(Natural-language object grounding data)
***

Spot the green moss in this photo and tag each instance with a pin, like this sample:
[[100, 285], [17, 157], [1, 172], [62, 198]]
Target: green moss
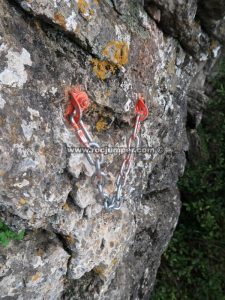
[[6, 234]]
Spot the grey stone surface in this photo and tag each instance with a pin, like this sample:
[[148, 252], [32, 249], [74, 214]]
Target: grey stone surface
[[115, 50]]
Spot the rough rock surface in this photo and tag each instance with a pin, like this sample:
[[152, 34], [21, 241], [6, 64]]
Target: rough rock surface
[[115, 50]]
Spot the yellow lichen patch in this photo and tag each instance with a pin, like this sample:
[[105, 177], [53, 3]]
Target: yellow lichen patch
[[36, 276], [87, 8], [70, 238], [101, 124], [102, 68], [66, 206], [100, 270], [40, 252], [60, 19], [117, 52], [22, 201], [83, 6]]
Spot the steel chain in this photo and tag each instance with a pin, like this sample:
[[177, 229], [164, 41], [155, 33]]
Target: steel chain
[[99, 178]]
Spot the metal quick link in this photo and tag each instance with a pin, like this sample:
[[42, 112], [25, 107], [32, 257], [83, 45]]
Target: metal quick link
[[78, 103]]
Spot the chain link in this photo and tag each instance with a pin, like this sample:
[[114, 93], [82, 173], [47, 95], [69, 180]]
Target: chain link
[[99, 178]]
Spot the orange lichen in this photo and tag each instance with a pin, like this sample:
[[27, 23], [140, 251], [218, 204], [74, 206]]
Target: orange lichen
[[22, 201], [70, 238], [66, 206], [86, 9], [100, 270], [36, 276], [101, 124], [83, 6], [60, 19], [40, 252], [102, 68], [117, 52]]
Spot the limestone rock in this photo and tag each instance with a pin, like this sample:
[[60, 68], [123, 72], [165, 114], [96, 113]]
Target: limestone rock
[[114, 50]]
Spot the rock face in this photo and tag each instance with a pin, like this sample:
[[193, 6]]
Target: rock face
[[74, 249]]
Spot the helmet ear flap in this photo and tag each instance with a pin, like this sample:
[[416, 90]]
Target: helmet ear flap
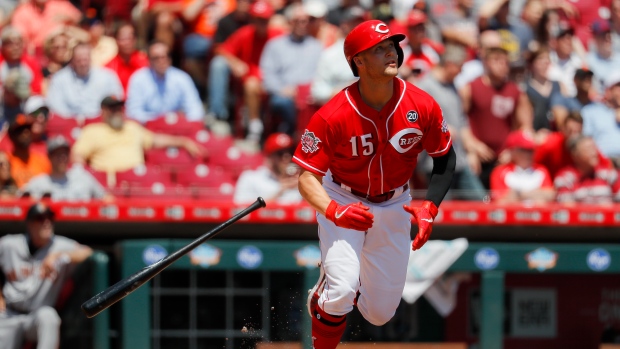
[[399, 51], [354, 67]]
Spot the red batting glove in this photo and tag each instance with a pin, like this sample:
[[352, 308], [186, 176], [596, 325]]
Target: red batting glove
[[351, 216], [424, 216]]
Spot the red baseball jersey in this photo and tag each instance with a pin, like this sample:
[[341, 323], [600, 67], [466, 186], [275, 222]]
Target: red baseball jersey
[[373, 151]]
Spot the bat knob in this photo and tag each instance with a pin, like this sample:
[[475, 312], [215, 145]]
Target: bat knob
[[261, 201]]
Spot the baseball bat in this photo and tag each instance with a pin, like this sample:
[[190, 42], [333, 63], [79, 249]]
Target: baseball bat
[[125, 287]]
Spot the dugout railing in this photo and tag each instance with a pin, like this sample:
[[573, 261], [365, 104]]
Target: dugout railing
[[142, 316]]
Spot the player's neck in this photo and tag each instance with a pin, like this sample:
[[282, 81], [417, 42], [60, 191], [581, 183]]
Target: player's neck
[[376, 94]]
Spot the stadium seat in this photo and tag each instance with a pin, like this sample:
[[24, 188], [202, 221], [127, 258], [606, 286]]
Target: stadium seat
[[207, 182], [140, 179], [100, 176], [235, 161], [160, 191], [171, 159], [211, 142], [174, 124], [66, 127]]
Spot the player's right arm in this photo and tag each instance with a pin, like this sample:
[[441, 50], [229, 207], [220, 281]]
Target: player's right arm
[[311, 189]]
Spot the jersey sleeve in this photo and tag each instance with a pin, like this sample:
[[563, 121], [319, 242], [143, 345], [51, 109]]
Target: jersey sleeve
[[437, 139], [313, 153]]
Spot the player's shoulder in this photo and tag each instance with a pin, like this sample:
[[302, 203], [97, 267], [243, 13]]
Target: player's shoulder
[[337, 107], [414, 93], [12, 240]]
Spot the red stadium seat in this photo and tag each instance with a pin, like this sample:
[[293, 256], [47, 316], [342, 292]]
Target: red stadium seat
[[171, 159], [211, 142], [207, 182], [66, 127], [235, 161], [174, 124], [159, 191], [101, 177]]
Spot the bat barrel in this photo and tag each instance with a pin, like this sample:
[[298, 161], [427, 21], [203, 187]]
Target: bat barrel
[[123, 288]]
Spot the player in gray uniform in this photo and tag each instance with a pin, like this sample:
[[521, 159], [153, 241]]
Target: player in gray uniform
[[35, 266]]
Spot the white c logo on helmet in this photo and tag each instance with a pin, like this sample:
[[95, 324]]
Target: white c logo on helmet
[[382, 28]]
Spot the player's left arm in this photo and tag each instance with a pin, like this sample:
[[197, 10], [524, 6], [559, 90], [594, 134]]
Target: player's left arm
[[524, 115], [438, 144]]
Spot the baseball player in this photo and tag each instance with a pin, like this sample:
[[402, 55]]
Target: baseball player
[[35, 266], [357, 155]]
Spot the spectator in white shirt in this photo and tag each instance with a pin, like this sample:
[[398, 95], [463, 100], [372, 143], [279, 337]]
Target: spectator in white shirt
[[78, 89], [333, 73], [275, 181]]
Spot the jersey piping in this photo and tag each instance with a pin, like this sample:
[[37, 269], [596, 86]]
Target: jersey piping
[[346, 92], [310, 166]]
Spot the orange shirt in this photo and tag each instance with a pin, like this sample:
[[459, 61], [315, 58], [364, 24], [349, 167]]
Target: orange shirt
[[22, 172], [206, 22], [36, 25]]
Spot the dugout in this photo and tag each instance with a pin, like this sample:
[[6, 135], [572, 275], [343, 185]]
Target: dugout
[[521, 295]]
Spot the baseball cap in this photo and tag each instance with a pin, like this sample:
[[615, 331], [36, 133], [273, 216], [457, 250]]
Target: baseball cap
[[276, 142], [34, 103], [565, 28], [354, 12], [57, 143], [520, 139], [21, 121], [261, 9], [582, 73], [39, 210], [111, 102], [612, 79], [315, 8], [415, 17], [600, 27]]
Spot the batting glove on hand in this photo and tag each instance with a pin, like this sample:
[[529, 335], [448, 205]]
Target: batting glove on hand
[[424, 216], [351, 216]]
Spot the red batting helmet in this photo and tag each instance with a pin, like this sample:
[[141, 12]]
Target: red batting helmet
[[367, 35]]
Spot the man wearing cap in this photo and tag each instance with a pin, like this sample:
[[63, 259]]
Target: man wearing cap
[[201, 18], [240, 55], [161, 88], [587, 180], [601, 120], [36, 108], [521, 180], [494, 106], [286, 63], [357, 155], [276, 181], [601, 59], [129, 59], [35, 266], [63, 184], [14, 56], [333, 72], [439, 83], [77, 90], [561, 105], [495, 15], [421, 53], [565, 61], [25, 163], [117, 144]]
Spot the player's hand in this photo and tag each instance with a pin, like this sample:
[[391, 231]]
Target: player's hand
[[194, 149], [352, 216], [424, 216], [239, 69], [49, 267]]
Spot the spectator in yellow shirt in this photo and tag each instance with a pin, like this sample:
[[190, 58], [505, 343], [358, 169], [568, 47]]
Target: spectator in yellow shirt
[[118, 144]]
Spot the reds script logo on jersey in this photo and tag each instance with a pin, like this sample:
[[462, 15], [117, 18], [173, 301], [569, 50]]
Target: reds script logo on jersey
[[405, 139], [309, 142]]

***

* _Exercise prompt_:
Would you give the entries above again verbatim, omitting the images they contain?

* _Result of the task_:
Spot the green moss in this photo and tag each instance with a pin, like this sample:
[[100, 285], [17, 157], [1, 172], [62, 198]]
Target: green moss
[[6, 234]]
Spot the grey stone surface in this photo and tag each instance with a pin, like this sample:
[[148, 252], [32, 249], [74, 214]]
Target: grey stone surface
[[115, 50]]
Spot the rough rock surface in this photo and tag each instance with a pin, like this sample:
[[152, 34], [21, 241], [6, 64]]
Target: rough rock surface
[[115, 50]]
Spot the yellow lichen patch in this photo and tag each instance with a pin, like this sample:
[[105, 177], [53, 3]]
Target: yellow lichen patch
[[36, 276], [87, 8], [70, 238], [101, 124], [102, 68], [66, 206], [100, 270], [40, 252], [60, 19], [117, 52], [22, 201], [83, 6]]
Spot the steel chain in this photo and tag each instance with a pin, like this sample:
[[177, 229], [164, 41], [155, 33]]
Target: steel chain
[[99, 178]]
Spot the metal quick link in this photo and tag each instance with a pin, like this sample:
[[42, 112], [25, 107], [32, 257], [83, 45]]
Target: metal quick link
[[78, 103]]
Spot the chain link in this photo and tag each instance with a pin, like this sample:
[[114, 93], [82, 173], [47, 95], [69, 180]]
Target: chain link
[[99, 178]]
Spot the orange lichen in this photo and tag each instance with a pin, like this sample:
[[27, 23], [140, 251], [218, 204], [74, 206]]
Target: orange lichen
[[22, 201], [70, 238], [66, 206], [86, 9], [100, 270], [36, 276], [101, 124], [83, 6], [60, 19], [40, 252], [102, 68], [117, 52]]
Spot the limestone rock in this photo and tag each instance with a pin, like this sample:
[[60, 68], [123, 72], [165, 114], [96, 113]]
Target: limestone rock
[[114, 50]]
Spot the rock face in this photo and tag each instance with a pin, like this sample:
[[193, 6]]
Target: rock face
[[74, 249]]
Spot the helmet ear flap in this photo and tag each instance with a pin, like this sample:
[[416, 90]]
Target: helmet ear flap
[[399, 51], [354, 67]]
Spot the red batting glove in this photo and tag each instance with a pin, like this sample:
[[352, 308], [186, 176], [596, 325]]
Target: red batting glove
[[351, 216], [424, 216]]
Spot the red baseball jersey in this photo and tag each instance with a pin, like this sample:
[[341, 323], [600, 67], [466, 186], [275, 222]]
Target: red baseball jersey
[[373, 151]]
Spot the bat knob in this photo and tag each instance with a pin, like this sample:
[[475, 312], [215, 145]]
Target: bat knob
[[261, 201]]
Spot the baseball bat in this photo and tag each instance with a pin, like this sample:
[[190, 42], [333, 63], [79, 249]]
Target: baseball bat
[[125, 287]]
Spot the dugout railing in this photo and tag each instance with a pin, like this sample:
[[573, 261], [365, 104]]
Target: dugout railing
[[142, 316]]
Spot the player's neck in this photo and tag each instance with a pin, like this sample:
[[282, 81], [417, 42], [60, 191], [581, 183]]
Target: player's neck
[[376, 94]]
Spot the stadium seat in this photo and tag each instance with a pin, like this sample:
[[24, 188], [202, 221], [127, 258], [606, 286]]
Target: stadium seat
[[207, 182], [140, 179], [100, 176], [235, 161], [160, 191], [171, 159], [211, 142], [174, 124], [66, 127]]
Spot the player's right arm in this photo and tag each instance with a pin, like this sample:
[[441, 50], [229, 207], [220, 281]]
Target: player's right arm
[[311, 189]]
Spot the jersey sleeve in this photo and tag each instance with a pin, like this sample:
[[563, 121], [319, 242], [143, 345], [51, 109]]
Target: jersey sleeve
[[437, 139], [313, 153]]
Spot the player's shoulder in this photo and tag each instance with a pin, like this sample:
[[302, 203], [97, 267], [243, 13]]
Target: player's shoulder
[[337, 107], [414, 93], [12, 240]]
Spot the red stadium seat in this photo and tag each instance with a pin, like this sample:
[[293, 256], [47, 316], [342, 292]]
Target: red stadium seat
[[171, 159], [211, 142], [207, 182], [66, 127], [235, 161], [174, 124], [159, 191], [101, 177]]
Spot the bat barrel in this photo and tag each instance with a pin, like this sample:
[[298, 161], [427, 21], [203, 187]]
Target: bat barrel
[[123, 288]]
Spot the player in gray uniform in this photo and tag each instance with a pin, like this sample:
[[521, 159], [153, 241]]
Target: player in gray uniform
[[35, 266]]
Spot the white c logo on helmet in this photo and tag each instance with a pin, like this sample:
[[95, 324]]
Target: white c logo on helmet
[[382, 28]]
Spot the player's left arm in this photo and tag each instance with a pin, like this sample:
[[197, 10], [524, 6], [559, 90], [594, 134]]
Target: player's left arm
[[524, 115], [438, 144]]
Spot the baseball player in this photo and tag each instance with a pin, like this sample:
[[402, 55]]
Target: baseball player
[[35, 266], [357, 155]]
Spot the spectator in white shirt in this photo and tag each instance with a pin, like this sample:
[[398, 95], [463, 100], [372, 143], [279, 337]]
Target: spectator in white shirt
[[78, 89], [333, 73], [275, 181]]
Spot the jersey piping in this photo and tag each instance with a pin, like this sample:
[[37, 269], [596, 86]]
Target: jersey piping
[[346, 92], [310, 166]]
Spot the orange shirt in this photo and tag each instance with a pin, like this sample:
[[459, 61], [315, 58], [364, 24], [349, 167]]
Target: orange shirt
[[22, 172], [206, 22], [36, 25]]
Spot the dugout in this photo and tag each instance with a pin, like this sample:
[[6, 135], [572, 275], [343, 185]]
Target: dugout
[[521, 295]]
Spot the baseball cap in this photo and tag each instance with a pin, like this sample:
[[615, 331], [36, 133], [273, 216], [457, 250]]
Target: baseball cap
[[276, 142], [34, 103], [565, 28], [354, 12], [57, 143], [520, 139], [21, 121], [261, 9], [582, 73], [39, 210], [111, 102], [612, 79], [315, 8], [415, 17], [600, 27]]
Spot the batting glove on hand in this photo and tag each instance with a pin, like this sample:
[[529, 335], [448, 205]]
Target: batting glove on hand
[[424, 216], [351, 216]]
Spot the red batting helmet in this photo and tag each instance with a pin, like this sample:
[[141, 12]]
Target: red batting helmet
[[367, 35]]
Spot the man wearing cap in this photo and tag each instance with a pin, like this sample:
[[63, 259]]
Target: man wearing cap
[[201, 18], [240, 55], [161, 88], [587, 180], [601, 120], [36, 108], [521, 180], [494, 106], [286, 63], [357, 155], [276, 181], [601, 59], [129, 59], [35, 266], [63, 184], [14, 56], [333, 72], [439, 83], [77, 90], [561, 105], [495, 15], [421, 53], [565, 61], [25, 163], [117, 144]]
Spot the player's hand in this photo and tag each instance with a pin, like this sample:
[[391, 231]]
Target: player's hand
[[194, 149], [352, 216], [424, 216], [239, 69], [49, 267]]
Spot the spectator in yellow shirt in this photo and tag each instance with a pin, like this sample:
[[190, 58], [505, 343], [358, 169], [568, 47]]
Target: spectator in yellow shirt
[[118, 144]]
Spot the reds script logo on jersey in this photo and tag each instance with a pin, like this sample:
[[462, 15], [117, 18], [173, 301], [569, 50]]
Target: reds script logo on jersey
[[405, 139], [309, 142]]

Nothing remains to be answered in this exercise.